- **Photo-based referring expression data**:

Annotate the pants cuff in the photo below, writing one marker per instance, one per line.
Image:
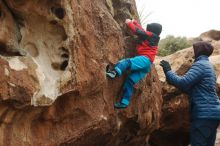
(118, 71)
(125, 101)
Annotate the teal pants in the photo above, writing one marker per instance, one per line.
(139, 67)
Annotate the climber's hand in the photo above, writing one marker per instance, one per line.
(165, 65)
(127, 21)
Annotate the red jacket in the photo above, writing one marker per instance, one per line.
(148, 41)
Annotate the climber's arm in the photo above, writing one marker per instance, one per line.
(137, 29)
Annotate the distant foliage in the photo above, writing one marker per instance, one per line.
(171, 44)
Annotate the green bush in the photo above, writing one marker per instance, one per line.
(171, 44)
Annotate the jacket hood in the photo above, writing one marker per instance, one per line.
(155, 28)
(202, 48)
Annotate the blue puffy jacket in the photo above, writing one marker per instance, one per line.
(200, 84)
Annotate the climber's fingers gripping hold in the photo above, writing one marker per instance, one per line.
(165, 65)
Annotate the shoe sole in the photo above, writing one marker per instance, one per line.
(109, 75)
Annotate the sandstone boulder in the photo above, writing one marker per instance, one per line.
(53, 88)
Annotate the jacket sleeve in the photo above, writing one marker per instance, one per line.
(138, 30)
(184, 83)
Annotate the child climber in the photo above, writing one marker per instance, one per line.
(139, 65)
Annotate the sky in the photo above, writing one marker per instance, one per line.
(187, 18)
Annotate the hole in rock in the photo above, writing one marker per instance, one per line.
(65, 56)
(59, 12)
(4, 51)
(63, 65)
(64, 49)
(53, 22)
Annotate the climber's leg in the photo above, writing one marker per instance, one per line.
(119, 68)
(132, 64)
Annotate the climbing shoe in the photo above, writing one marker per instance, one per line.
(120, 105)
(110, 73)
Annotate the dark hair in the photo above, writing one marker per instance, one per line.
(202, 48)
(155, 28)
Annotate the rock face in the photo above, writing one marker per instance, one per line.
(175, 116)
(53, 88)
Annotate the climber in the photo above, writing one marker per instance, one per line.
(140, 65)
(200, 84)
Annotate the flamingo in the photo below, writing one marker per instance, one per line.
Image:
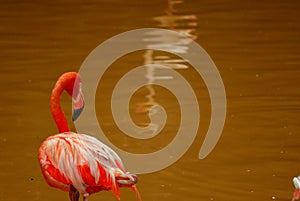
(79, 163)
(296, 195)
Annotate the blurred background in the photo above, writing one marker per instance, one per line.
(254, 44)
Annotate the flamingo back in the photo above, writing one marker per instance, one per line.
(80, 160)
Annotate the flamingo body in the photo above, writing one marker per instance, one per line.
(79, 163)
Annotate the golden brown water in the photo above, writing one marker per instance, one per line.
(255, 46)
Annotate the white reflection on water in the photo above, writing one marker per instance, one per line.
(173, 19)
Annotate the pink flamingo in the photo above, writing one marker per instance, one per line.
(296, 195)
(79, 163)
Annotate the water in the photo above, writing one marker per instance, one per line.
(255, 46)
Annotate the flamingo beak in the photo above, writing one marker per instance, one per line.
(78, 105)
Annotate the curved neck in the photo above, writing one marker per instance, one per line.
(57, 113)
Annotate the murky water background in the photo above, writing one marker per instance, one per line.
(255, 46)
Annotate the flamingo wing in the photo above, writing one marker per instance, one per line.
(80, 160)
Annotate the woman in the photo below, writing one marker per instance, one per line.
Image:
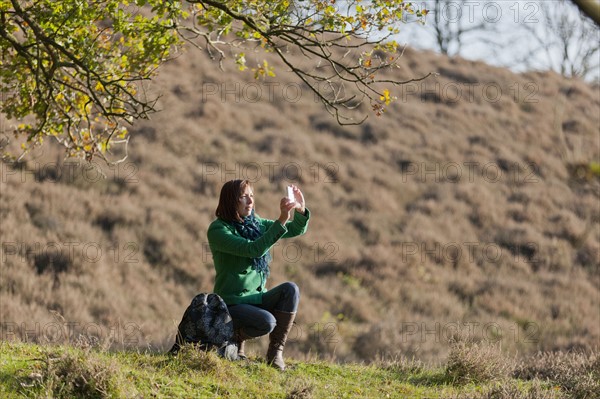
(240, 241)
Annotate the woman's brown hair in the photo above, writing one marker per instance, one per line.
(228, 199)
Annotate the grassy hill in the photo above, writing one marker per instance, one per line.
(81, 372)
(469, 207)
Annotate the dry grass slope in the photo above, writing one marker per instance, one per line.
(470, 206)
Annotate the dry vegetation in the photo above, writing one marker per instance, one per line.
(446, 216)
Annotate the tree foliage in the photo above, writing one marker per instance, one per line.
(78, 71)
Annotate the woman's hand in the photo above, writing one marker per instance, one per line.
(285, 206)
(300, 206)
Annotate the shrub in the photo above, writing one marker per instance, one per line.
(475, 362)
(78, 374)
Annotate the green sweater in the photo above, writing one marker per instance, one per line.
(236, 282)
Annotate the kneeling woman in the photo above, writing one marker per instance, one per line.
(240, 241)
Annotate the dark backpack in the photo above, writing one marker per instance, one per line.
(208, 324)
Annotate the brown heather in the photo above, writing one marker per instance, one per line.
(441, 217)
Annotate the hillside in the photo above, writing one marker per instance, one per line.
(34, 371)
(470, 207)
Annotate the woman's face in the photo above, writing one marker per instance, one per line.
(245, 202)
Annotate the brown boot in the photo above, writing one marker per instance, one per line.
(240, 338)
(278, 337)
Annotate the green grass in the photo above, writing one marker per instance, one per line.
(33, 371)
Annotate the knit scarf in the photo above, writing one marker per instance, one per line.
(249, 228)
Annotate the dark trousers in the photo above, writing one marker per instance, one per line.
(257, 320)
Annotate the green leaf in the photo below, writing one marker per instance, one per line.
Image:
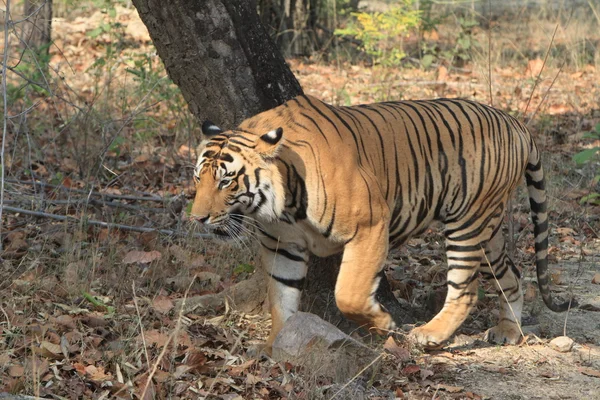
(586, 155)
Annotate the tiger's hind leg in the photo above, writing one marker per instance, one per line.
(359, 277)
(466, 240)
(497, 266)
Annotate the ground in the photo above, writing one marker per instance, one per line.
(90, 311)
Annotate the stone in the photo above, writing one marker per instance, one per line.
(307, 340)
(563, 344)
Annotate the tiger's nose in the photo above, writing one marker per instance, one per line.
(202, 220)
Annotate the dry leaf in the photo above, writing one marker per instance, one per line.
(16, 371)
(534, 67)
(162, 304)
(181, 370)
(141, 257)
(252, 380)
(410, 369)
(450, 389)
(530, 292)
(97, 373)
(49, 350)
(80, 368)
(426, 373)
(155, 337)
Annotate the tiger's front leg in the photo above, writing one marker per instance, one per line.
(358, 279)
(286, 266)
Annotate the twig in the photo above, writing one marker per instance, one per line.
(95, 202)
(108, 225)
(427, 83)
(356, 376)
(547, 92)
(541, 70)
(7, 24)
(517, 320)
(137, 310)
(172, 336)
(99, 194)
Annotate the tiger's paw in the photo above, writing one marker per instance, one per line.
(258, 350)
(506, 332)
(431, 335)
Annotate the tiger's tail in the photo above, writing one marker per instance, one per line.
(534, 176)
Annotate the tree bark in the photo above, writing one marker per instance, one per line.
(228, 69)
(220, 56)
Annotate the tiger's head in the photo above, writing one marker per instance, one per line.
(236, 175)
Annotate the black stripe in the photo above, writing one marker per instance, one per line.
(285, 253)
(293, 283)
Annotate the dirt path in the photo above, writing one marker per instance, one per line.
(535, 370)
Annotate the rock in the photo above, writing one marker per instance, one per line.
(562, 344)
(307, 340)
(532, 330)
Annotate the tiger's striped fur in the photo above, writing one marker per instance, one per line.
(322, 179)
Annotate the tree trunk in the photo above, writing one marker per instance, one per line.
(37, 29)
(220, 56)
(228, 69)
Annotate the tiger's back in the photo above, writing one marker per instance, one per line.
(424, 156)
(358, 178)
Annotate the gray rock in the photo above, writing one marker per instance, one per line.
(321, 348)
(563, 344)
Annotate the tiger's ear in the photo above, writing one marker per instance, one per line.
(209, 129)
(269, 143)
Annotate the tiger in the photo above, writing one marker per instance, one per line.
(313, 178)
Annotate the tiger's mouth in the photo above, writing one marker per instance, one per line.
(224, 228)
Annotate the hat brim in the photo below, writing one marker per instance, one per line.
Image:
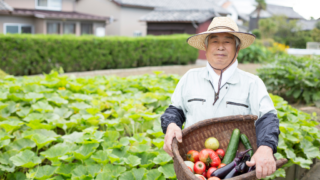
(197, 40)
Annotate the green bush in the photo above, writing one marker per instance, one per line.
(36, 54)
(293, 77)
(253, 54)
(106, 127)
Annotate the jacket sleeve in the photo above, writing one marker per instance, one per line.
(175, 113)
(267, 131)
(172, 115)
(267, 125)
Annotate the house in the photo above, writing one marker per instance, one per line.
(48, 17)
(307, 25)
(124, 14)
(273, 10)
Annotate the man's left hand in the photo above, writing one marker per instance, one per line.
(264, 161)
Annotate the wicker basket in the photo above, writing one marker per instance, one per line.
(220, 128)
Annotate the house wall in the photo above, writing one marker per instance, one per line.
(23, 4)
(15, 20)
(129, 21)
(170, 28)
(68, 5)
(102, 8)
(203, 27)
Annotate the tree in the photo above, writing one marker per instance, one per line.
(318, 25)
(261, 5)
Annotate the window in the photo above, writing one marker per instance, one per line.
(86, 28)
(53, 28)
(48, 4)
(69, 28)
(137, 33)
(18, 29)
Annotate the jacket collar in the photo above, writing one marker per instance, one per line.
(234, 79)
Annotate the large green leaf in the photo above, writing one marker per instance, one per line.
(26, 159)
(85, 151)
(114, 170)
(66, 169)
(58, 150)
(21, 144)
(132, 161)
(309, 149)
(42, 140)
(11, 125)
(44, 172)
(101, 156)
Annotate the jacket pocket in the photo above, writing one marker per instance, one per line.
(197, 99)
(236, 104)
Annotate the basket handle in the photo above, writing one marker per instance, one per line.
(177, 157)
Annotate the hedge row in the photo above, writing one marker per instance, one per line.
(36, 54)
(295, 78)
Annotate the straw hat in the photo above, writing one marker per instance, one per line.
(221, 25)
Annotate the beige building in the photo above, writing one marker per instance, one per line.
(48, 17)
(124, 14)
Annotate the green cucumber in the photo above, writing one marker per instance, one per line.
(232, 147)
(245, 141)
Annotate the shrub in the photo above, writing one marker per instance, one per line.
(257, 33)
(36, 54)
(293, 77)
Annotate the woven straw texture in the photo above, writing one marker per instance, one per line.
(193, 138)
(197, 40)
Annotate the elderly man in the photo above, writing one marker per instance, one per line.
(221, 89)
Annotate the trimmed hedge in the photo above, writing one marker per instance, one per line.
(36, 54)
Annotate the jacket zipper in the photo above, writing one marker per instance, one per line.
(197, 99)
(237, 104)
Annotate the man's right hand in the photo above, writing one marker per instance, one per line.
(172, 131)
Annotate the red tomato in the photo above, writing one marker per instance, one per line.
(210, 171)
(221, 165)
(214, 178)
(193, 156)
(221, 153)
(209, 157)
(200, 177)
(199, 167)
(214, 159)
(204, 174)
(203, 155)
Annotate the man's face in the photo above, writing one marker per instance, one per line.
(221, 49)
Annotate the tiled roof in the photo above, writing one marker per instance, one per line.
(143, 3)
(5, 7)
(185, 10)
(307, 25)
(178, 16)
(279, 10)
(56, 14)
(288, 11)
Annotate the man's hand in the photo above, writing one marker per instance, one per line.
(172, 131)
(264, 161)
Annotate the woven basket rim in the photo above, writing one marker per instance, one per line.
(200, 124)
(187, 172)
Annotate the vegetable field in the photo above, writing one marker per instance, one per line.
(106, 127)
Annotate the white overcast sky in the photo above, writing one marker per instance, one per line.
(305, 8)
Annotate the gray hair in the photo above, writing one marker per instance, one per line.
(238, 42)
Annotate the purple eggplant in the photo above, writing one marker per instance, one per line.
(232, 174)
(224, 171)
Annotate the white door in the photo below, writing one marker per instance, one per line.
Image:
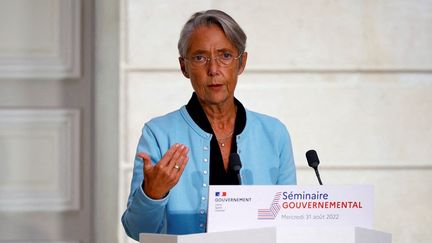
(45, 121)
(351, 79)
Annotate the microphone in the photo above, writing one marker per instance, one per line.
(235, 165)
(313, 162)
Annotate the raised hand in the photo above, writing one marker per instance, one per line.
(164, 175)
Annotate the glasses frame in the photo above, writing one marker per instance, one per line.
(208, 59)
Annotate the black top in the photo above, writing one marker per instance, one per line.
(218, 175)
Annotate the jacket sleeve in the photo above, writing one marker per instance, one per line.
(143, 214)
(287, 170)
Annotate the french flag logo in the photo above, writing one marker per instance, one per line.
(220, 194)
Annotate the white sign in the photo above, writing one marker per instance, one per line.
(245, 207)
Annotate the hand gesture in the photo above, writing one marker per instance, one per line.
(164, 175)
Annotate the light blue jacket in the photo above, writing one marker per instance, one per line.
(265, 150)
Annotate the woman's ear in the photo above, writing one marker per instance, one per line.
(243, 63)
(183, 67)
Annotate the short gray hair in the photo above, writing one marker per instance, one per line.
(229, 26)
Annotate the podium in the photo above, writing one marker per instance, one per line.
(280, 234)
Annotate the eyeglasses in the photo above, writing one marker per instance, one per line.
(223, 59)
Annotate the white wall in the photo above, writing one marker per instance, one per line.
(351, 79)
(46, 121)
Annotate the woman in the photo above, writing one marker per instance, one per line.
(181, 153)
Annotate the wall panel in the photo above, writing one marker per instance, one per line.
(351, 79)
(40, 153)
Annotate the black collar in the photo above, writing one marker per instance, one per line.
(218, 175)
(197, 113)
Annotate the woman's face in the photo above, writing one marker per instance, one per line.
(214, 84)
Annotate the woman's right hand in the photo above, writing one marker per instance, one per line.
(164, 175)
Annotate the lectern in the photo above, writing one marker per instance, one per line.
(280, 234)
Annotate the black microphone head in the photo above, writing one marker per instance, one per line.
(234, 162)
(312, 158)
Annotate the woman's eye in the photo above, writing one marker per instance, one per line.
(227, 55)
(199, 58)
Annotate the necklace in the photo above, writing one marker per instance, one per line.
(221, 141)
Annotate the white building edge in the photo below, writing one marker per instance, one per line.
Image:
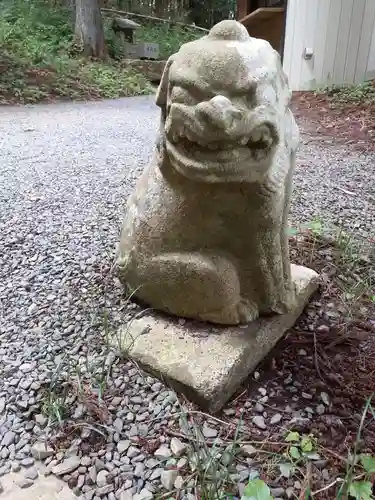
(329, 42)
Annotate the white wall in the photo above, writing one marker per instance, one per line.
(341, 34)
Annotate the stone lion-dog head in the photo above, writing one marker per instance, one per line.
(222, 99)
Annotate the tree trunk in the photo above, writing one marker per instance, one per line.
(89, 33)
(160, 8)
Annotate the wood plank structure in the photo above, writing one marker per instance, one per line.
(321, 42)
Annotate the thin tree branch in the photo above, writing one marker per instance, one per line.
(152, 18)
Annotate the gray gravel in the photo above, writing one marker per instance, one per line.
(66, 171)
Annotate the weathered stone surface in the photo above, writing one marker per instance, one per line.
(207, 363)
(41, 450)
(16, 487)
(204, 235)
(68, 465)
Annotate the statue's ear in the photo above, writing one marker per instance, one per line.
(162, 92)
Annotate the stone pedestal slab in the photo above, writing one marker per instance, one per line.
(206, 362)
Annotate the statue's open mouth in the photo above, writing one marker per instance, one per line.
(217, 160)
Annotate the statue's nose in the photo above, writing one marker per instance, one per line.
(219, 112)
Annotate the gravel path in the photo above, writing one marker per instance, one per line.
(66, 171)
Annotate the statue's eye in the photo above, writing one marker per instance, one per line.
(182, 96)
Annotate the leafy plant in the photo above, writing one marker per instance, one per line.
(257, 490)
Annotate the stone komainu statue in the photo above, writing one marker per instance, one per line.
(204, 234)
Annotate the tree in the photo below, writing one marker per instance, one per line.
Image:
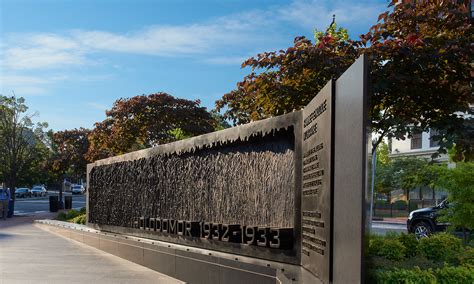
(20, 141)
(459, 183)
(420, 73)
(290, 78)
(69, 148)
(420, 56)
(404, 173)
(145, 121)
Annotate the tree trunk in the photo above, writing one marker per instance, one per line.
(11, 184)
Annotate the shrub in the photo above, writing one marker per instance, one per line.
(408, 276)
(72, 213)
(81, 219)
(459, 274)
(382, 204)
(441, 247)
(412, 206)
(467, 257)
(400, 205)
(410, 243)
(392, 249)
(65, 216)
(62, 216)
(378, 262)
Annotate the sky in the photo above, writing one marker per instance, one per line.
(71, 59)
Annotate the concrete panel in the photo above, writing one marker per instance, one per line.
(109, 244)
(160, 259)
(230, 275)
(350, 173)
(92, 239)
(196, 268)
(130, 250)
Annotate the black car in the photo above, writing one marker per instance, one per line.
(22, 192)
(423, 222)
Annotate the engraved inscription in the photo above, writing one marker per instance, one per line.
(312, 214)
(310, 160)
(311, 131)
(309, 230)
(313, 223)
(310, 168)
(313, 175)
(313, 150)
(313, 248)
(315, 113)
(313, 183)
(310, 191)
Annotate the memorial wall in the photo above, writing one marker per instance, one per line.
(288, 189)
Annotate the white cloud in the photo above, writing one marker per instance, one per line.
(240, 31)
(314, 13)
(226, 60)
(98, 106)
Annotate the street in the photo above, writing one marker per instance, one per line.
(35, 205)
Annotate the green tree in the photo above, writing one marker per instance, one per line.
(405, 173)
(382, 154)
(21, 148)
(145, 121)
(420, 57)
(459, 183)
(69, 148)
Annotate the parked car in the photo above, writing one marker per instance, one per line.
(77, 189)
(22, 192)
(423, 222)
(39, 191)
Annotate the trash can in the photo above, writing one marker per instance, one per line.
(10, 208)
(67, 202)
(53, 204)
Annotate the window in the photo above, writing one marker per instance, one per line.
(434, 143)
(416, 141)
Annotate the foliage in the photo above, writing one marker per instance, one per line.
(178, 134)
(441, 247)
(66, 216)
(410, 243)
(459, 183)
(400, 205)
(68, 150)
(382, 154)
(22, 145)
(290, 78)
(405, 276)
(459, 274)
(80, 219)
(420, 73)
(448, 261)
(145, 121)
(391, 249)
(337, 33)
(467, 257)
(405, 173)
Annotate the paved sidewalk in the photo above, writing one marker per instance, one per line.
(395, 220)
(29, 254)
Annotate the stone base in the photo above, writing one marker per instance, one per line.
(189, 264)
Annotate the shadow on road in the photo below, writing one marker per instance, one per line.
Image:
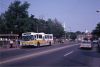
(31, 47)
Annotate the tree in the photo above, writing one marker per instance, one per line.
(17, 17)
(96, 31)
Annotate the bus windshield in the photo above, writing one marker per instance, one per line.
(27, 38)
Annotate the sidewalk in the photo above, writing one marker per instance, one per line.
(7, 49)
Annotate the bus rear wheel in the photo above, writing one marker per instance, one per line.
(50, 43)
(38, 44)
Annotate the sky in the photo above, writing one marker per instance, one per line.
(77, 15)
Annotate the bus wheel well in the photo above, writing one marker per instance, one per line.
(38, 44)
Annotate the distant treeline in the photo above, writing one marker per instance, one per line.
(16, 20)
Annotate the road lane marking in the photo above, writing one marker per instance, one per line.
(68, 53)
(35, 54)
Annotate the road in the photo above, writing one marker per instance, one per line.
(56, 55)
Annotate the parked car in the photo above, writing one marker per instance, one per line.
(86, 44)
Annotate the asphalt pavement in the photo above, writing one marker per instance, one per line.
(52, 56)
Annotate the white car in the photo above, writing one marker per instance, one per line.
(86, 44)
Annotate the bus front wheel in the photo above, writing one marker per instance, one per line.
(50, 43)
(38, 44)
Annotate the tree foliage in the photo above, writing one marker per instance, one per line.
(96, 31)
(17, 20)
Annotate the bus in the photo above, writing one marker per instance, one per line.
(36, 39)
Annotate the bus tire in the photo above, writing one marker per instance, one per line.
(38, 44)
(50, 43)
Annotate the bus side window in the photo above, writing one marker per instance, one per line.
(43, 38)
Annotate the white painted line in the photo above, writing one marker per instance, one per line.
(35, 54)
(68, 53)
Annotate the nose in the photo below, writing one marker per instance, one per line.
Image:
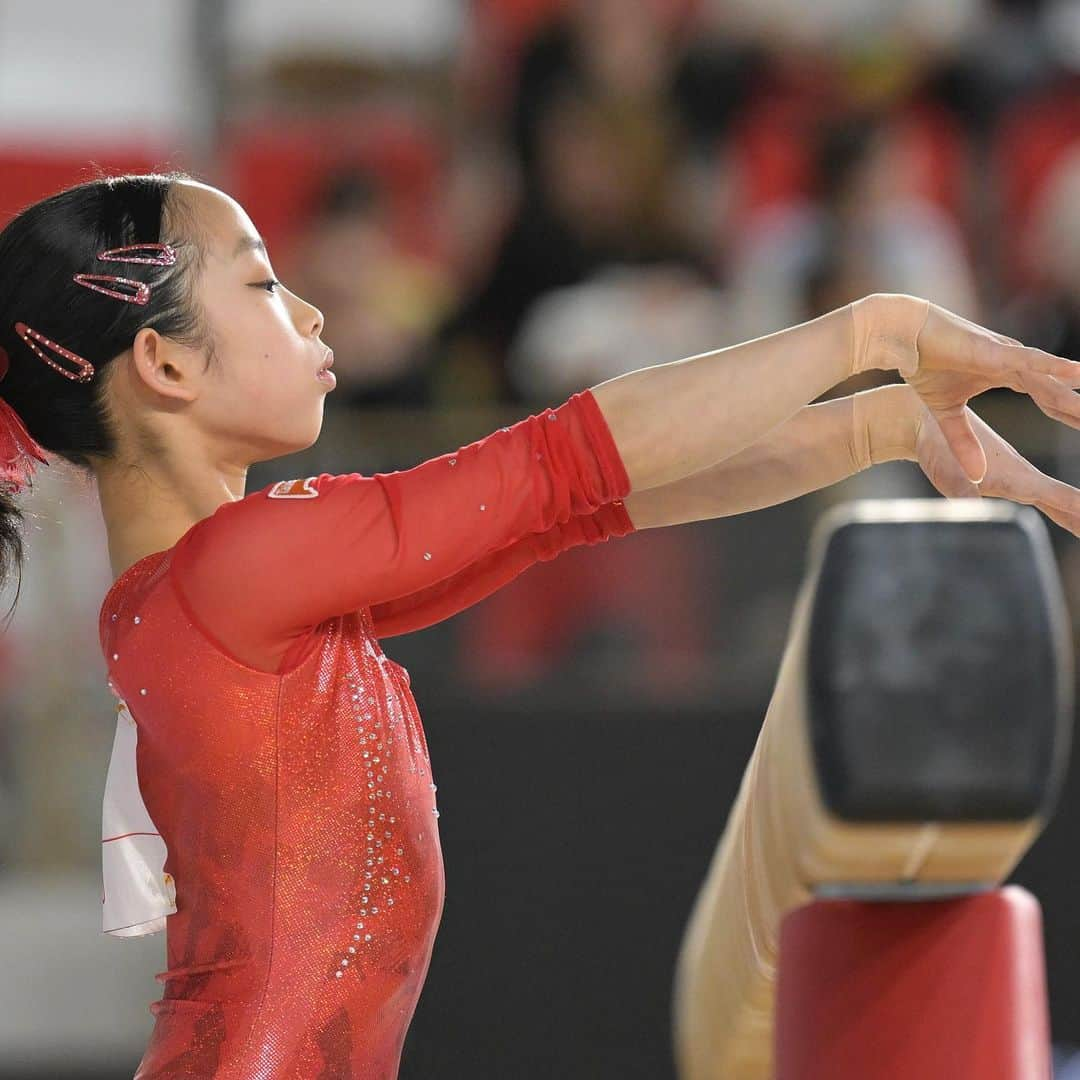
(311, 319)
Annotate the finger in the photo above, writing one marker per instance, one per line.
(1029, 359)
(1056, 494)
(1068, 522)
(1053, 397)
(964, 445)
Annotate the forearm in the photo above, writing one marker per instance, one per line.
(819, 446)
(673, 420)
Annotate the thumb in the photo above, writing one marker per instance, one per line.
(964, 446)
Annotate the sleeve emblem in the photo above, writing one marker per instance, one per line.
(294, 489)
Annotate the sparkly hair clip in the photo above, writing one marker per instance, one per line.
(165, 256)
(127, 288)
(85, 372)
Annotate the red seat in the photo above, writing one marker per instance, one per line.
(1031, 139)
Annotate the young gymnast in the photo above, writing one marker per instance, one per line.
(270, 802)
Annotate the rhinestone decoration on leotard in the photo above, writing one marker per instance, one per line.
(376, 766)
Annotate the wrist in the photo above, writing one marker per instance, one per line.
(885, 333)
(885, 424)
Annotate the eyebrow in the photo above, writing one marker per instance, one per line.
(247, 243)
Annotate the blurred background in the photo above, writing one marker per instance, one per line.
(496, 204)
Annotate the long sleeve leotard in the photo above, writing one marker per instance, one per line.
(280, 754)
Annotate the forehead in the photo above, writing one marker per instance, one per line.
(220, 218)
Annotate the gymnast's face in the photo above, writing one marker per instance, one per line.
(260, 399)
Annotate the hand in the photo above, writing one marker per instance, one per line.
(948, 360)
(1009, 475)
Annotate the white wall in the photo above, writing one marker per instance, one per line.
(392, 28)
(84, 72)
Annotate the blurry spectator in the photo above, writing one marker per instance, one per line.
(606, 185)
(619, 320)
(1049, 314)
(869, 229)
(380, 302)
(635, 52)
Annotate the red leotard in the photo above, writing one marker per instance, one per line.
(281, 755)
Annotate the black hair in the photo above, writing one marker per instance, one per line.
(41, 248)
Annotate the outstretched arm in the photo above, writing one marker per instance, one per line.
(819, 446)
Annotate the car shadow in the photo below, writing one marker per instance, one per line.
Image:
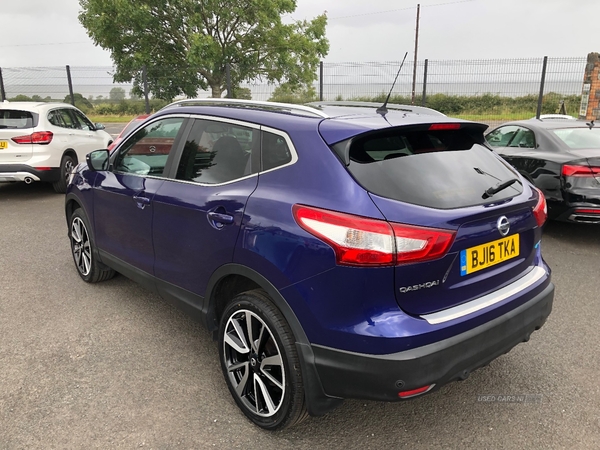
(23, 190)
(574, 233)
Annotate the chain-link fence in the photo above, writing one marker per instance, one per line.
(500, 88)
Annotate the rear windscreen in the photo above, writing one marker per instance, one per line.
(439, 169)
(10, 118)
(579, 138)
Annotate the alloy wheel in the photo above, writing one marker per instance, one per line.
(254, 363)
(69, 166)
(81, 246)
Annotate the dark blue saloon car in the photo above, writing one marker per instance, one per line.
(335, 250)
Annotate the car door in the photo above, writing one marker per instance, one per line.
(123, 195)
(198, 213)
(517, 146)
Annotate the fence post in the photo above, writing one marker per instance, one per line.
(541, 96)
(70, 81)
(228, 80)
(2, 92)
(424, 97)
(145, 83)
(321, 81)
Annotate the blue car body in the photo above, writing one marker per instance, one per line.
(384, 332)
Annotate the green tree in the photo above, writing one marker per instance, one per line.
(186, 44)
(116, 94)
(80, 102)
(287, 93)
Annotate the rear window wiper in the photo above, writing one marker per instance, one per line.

- **ASSIGNED TASK**: Which lines in the entries above contain "shadow"? Pull each of them out.

- **RESULT FOR THIS TASK**:
Annotate the shadow on road in the photo below, writing one marker per instance, one per line.
Annotate the car shadow in the photo below, writing one marker per instance, one per line.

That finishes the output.